- Opening Delimiter -

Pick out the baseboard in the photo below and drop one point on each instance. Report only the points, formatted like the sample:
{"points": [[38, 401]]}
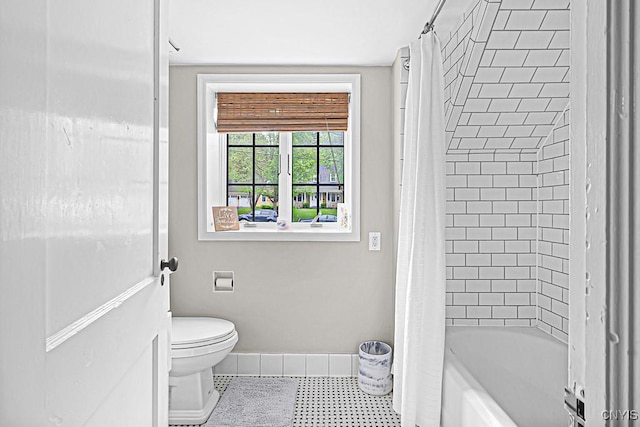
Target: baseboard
{"points": [[295, 365]]}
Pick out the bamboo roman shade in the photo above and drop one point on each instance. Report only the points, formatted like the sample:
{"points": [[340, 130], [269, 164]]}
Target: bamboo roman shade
{"points": [[282, 112]]}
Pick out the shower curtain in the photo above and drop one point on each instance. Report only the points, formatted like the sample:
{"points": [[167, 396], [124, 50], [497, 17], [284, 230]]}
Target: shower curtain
{"points": [[420, 274]]}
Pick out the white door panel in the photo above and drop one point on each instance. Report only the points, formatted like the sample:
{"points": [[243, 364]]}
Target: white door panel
{"points": [[99, 153], [83, 213]]}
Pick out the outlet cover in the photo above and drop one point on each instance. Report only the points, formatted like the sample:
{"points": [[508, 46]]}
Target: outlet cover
{"points": [[374, 241]]}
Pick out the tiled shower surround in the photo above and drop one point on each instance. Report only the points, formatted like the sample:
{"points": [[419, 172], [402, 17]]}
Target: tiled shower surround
{"points": [[553, 231], [506, 90], [491, 238]]}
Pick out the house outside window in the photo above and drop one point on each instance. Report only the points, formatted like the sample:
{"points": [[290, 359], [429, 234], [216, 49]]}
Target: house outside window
{"points": [[296, 176]]}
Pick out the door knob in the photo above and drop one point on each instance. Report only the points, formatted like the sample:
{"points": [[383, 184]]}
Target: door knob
{"points": [[172, 264]]}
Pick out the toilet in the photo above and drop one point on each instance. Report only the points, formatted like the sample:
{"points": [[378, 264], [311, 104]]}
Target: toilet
{"points": [[197, 345]]}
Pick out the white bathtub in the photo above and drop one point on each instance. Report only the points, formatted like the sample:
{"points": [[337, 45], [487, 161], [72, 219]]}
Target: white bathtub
{"points": [[503, 376]]}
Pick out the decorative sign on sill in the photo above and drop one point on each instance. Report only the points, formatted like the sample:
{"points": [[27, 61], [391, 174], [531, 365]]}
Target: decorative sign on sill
{"points": [[225, 218]]}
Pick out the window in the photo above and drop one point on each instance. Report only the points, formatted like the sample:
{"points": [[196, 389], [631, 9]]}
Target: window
{"points": [[301, 176]]}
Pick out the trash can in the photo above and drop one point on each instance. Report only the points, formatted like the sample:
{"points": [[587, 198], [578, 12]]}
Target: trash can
{"points": [[374, 373]]}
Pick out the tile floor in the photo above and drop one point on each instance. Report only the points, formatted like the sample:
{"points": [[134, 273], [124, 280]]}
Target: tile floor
{"points": [[333, 402]]}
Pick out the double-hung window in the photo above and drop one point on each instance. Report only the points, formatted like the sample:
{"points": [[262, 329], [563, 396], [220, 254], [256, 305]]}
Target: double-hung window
{"points": [[290, 177]]}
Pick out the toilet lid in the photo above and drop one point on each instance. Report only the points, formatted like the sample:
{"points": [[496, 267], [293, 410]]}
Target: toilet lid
{"points": [[199, 331]]}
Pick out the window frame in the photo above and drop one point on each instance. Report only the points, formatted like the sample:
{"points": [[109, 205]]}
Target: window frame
{"points": [[212, 151]]}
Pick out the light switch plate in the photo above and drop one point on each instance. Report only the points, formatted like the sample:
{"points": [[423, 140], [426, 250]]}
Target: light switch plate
{"points": [[374, 241]]}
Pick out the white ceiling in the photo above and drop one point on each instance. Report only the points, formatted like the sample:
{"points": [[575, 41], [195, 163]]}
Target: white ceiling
{"points": [[299, 32]]}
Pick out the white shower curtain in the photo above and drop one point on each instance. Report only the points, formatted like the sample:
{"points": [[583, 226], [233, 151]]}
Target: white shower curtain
{"points": [[421, 275]]}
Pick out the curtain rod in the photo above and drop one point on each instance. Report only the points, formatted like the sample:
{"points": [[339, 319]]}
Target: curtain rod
{"points": [[427, 27]]}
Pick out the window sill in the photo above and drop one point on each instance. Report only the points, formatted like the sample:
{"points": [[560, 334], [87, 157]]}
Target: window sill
{"points": [[297, 233]]}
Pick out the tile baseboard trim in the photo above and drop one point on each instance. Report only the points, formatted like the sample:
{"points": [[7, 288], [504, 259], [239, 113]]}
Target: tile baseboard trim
{"points": [[293, 365]]}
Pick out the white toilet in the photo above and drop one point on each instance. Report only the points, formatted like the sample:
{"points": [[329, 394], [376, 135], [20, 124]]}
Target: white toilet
{"points": [[197, 344]]}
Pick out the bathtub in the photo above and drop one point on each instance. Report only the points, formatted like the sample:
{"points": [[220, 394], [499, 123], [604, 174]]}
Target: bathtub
{"points": [[503, 376]]}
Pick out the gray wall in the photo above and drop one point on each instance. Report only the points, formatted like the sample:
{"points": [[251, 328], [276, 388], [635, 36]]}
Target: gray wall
{"points": [[297, 297]]}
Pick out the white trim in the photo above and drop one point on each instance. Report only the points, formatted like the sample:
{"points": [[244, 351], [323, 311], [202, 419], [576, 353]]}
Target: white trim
{"points": [[577, 198], [76, 327], [211, 150], [255, 365]]}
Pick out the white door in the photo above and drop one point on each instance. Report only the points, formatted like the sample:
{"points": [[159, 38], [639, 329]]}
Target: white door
{"points": [[83, 214]]}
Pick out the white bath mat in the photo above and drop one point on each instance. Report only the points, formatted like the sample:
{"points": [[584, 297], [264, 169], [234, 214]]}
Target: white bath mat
{"points": [[256, 402]]}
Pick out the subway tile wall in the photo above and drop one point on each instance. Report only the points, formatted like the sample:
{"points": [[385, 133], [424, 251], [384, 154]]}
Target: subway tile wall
{"points": [[491, 238], [506, 74], [506, 90], [553, 231]]}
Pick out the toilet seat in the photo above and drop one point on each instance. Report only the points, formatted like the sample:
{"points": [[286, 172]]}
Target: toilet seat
{"points": [[191, 336]]}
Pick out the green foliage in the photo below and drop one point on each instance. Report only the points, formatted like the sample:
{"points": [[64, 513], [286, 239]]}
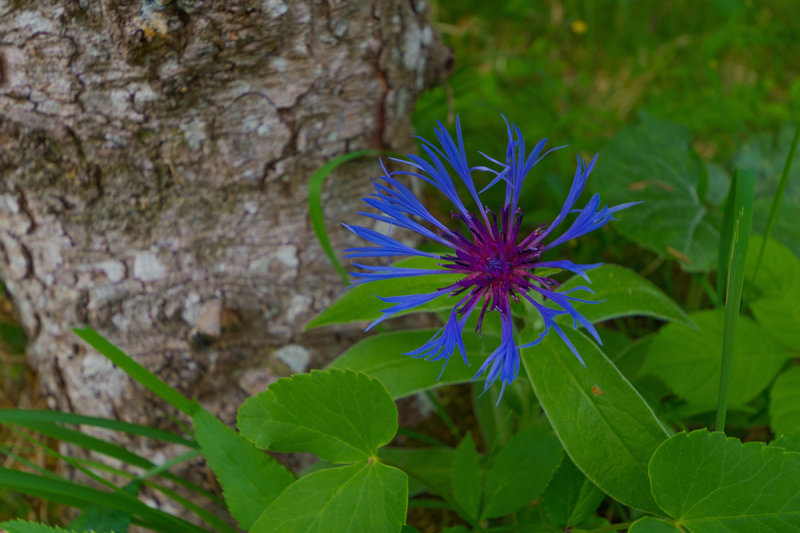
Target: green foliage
{"points": [[250, 479], [710, 483], [653, 162], [366, 496], [570, 498], [622, 292], [338, 416], [688, 360], [467, 483], [21, 526], [784, 404], [604, 425], [775, 291], [520, 471]]}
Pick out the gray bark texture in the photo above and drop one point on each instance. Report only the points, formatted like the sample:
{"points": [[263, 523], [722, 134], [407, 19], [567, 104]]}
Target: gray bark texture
{"points": [[154, 158]]}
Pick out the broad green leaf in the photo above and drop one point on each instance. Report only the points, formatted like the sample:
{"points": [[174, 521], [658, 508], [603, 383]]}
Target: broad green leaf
{"points": [[250, 479], [784, 403], [383, 356], [790, 442], [765, 154], [467, 479], [605, 426], [648, 524], [367, 496], [711, 483], [653, 162], [361, 303], [338, 416], [688, 360], [21, 526], [520, 471], [429, 469], [776, 291], [570, 498], [623, 292]]}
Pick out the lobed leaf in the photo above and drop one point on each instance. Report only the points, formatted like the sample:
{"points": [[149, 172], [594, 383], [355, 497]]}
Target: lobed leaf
{"points": [[359, 497], [339, 416], [711, 483], [250, 479], [784, 403]]}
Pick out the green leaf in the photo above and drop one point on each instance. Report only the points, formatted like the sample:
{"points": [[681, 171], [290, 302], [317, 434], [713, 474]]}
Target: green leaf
{"points": [[520, 471], [137, 371], [383, 356], [648, 524], [570, 498], [784, 404], [250, 479], [82, 497], [429, 469], [21, 526], [688, 360], [359, 497], [765, 154], [777, 291], [790, 442], [467, 479], [100, 519], [623, 292], [653, 162], [711, 483], [338, 416], [605, 426], [736, 239], [361, 303], [315, 203]]}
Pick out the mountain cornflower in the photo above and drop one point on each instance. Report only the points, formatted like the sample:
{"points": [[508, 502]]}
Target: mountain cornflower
{"points": [[498, 263]]}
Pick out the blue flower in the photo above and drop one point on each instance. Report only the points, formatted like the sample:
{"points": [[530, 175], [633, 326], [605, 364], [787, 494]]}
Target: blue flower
{"points": [[498, 264]]}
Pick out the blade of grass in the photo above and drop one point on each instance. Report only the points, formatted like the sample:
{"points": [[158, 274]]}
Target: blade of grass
{"points": [[137, 371], [776, 202], [106, 448], [205, 515], [315, 204], [75, 495], [34, 415], [739, 231]]}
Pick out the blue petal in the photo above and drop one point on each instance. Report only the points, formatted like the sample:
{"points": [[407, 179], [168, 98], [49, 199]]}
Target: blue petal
{"points": [[386, 245], [503, 363], [392, 272], [569, 266], [405, 303]]}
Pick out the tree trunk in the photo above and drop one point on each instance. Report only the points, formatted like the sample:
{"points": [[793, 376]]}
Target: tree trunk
{"points": [[154, 161]]}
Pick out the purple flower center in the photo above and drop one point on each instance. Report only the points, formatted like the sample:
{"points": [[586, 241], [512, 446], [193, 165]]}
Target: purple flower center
{"points": [[496, 268]]}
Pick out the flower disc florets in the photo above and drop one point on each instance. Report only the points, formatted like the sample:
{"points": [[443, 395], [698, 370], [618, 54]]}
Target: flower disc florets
{"points": [[498, 264]]}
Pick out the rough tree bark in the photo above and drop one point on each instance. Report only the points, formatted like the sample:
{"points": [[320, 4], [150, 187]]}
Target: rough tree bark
{"points": [[154, 157]]}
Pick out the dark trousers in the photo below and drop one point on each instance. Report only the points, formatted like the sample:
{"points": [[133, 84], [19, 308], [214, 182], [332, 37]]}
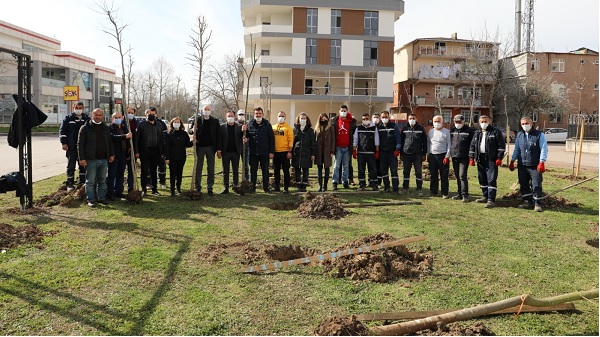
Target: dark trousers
{"points": [[280, 161], [530, 181], [389, 163], [439, 172], [367, 160], [461, 165], [410, 160], [263, 160], [233, 159], [116, 174], [487, 174], [176, 173], [72, 159], [149, 162]]}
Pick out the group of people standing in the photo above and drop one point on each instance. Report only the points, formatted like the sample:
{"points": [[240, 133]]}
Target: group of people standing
{"points": [[377, 143]]}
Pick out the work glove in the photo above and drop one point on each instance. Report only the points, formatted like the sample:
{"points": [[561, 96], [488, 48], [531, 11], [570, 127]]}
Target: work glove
{"points": [[541, 167]]}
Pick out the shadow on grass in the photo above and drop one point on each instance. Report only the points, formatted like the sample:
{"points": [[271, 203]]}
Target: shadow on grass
{"points": [[99, 316]]}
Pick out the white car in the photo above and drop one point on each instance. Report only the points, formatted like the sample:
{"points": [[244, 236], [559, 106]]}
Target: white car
{"points": [[556, 135]]}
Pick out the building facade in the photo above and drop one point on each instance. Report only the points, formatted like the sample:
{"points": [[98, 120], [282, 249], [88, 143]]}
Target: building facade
{"points": [[52, 70], [312, 57], [444, 76]]}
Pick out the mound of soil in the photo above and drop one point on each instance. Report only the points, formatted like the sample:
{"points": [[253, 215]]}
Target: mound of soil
{"points": [[323, 206], [455, 329], [341, 326], [383, 265], [11, 236]]}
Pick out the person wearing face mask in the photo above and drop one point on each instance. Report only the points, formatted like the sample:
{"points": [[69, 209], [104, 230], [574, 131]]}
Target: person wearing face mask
{"points": [[487, 150], [413, 152], [149, 147], [176, 141], [325, 150], [208, 142], [304, 150], [460, 140], [531, 150], [438, 156], [116, 170], [366, 150], [284, 141], [69, 130], [96, 152], [344, 126], [231, 135], [389, 150]]}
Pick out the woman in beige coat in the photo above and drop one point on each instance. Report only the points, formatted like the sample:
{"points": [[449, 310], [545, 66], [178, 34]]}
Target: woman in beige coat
{"points": [[325, 149]]}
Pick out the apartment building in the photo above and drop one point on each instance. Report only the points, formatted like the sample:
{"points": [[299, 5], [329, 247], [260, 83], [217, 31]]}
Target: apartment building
{"points": [[572, 77], [52, 69], [446, 76], [315, 56]]}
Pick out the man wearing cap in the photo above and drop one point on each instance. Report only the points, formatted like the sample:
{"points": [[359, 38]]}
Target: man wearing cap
{"points": [[460, 140]]}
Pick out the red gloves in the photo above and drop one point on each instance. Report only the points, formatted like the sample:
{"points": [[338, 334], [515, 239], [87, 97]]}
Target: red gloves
{"points": [[541, 167]]}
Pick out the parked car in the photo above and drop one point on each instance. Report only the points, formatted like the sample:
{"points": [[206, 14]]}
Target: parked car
{"points": [[558, 135]]}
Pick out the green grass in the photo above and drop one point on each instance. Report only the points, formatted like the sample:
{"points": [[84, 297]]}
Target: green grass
{"points": [[136, 269]]}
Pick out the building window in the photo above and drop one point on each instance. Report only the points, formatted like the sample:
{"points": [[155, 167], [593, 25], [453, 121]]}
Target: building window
{"points": [[371, 23], [444, 91], [336, 21], [558, 65], [370, 53], [311, 51], [336, 52], [311, 20]]}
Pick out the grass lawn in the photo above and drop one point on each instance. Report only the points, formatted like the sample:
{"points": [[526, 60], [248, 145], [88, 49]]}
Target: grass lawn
{"points": [[138, 269]]}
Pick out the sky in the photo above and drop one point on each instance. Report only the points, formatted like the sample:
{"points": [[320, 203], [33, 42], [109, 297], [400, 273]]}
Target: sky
{"points": [[158, 28]]}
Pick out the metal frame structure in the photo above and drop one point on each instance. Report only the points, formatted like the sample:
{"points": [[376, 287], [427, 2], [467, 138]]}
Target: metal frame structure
{"points": [[23, 134]]}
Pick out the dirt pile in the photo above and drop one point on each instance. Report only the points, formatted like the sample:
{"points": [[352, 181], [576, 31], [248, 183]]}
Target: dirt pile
{"points": [[11, 236], [323, 206], [383, 265], [341, 326]]}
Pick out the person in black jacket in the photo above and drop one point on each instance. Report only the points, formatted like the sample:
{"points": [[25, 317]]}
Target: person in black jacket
{"points": [[149, 147], [96, 151], [413, 152], [261, 145], [303, 150], [487, 149], [69, 130], [116, 170], [461, 136], [176, 140], [231, 133]]}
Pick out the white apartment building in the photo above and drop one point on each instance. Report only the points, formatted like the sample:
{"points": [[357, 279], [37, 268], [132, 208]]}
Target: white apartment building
{"points": [[52, 69], [315, 56]]}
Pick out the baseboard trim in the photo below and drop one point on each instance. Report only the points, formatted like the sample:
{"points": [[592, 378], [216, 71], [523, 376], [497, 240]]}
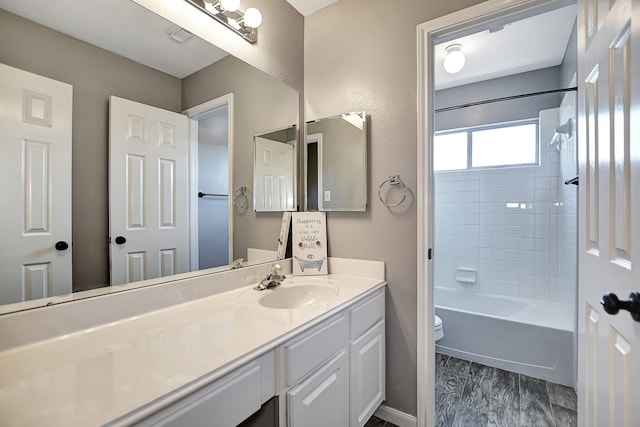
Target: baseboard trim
{"points": [[396, 417]]}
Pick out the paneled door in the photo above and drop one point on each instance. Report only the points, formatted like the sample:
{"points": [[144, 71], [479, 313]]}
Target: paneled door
{"points": [[35, 195], [148, 191], [609, 231], [274, 175]]}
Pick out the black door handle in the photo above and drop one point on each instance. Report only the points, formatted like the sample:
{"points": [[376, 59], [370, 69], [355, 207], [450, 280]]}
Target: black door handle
{"points": [[61, 245], [613, 305]]}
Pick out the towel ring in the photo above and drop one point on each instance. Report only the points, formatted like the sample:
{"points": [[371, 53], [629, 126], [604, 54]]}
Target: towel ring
{"points": [[241, 199], [393, 180]]}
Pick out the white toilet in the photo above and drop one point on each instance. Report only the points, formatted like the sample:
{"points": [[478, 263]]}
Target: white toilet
{"points": [[439, 332]]}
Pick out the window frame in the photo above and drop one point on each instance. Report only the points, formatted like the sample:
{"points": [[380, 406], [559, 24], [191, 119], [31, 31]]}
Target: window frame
{"points": [[471, 129]]}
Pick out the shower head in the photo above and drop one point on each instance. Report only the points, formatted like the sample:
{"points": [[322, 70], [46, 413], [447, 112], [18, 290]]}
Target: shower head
{"points": [[564, 129], [555, 141]]}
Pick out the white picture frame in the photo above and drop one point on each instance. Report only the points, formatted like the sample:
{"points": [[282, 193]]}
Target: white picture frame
{"points": [[309, 243]]}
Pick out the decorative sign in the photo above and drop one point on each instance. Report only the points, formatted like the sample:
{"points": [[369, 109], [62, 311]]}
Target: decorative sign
{"points": [[309, 243], [284, 234]]}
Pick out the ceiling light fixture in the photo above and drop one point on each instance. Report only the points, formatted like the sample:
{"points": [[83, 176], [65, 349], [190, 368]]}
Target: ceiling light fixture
{"points": [[454, 59], [228, 13]]}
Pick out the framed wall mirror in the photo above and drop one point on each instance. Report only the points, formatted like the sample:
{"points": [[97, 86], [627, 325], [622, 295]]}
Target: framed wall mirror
{"points": [[154, 62], [275, 171], [336, 163]]}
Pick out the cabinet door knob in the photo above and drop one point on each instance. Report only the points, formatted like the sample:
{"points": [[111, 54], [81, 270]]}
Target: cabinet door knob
{"points": [[613, 305], [61, 245]]}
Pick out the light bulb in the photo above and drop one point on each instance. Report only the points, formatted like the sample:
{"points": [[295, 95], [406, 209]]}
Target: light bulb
{"points": [[252, 17], [454, 61], [230, 5]]}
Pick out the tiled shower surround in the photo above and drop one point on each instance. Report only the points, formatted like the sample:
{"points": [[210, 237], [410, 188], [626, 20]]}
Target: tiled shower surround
{"points": [[516, 226]]}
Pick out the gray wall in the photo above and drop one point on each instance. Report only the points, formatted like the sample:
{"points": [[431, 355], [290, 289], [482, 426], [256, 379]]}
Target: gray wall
{"points": [[517, 109], [361, 55], [95, 75], [261, 104], [569, 64]]}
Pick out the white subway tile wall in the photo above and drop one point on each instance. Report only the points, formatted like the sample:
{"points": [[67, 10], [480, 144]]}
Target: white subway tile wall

- Closing Delimiter -

> [About this exercise]: Nothing outside the stretch above, from the line with "Target: person in black jacket" through the line with "Pick out the shower head", is set down. Transcribe that stretch exactly, ends included, but not its pictures.

> [Output below]:
Target: person in black jacket
{"points": [[149, 147], [96, 151], [413, 152], [261, 145], [303, 150], [487, 149], [69, 130], [116, 170], [461, 136], [176, 140], [231, 133]]}
Pick out the white apartment building in the photo above and drop one point on each instance. Report only the points, formatted like the sample:
{"points": [[357, 279], [37, 268], [132, 208]]}
Target: white apartment building
{"points": [[52, 69], [315, 56]]}
Pick out the baseboard trim in the photo below and drop one point on each instance. Report only the points, formatted like the sample:
{"points": [[592, 378], [216, 71], [523, 376], [497, 240]]}
Target: baseboard trim
{"points": [[396, 417]]}
Pick out the paneled door in the photo above and drop one point on each instance. Report only the points, formatted like the sample:
{"points": [[144, 71], [479, 313]]}
Target: paneled door
{"points": [[35, 195], [148, 191], [609, 231], [274, 175]]}
Pick out the black door handle in the photo above and drop one point on each instance. Report only the points, formatted like the sample:
{"points": [[376, 59], [370, 69], [355, 207], [450, 280]]}
Target: black door handle
{"points": [[61, 245], [613, 305]]}
Pick out the towel ring in the photo above and drop one point on each instance. Report only the points, formatted like the sample:
{"points": [[371, 53], [629, 126], [604, 54]]}
Target: towel ring
{"points": [[241, 199], [393, 180]]}
Pick out the white toilet in the photo above and drop one point on each instance. Report only the points, formatted like the sample:
{"points": [[478, 263]]}
Target: white toilet
{"points": [[439, 332]]}
Pick out the window frame in the photo above and drop one point on each instance. Report only the points, formatted like the sample:
{"points": [[380, 406], [559, 24], [191, 119], [31, 31]]}
Target: window frame
{"points": [[471, 129]]}
Pick out the shower head in the photo above and drop one point on each instance. Report only the points, formatted like the sample:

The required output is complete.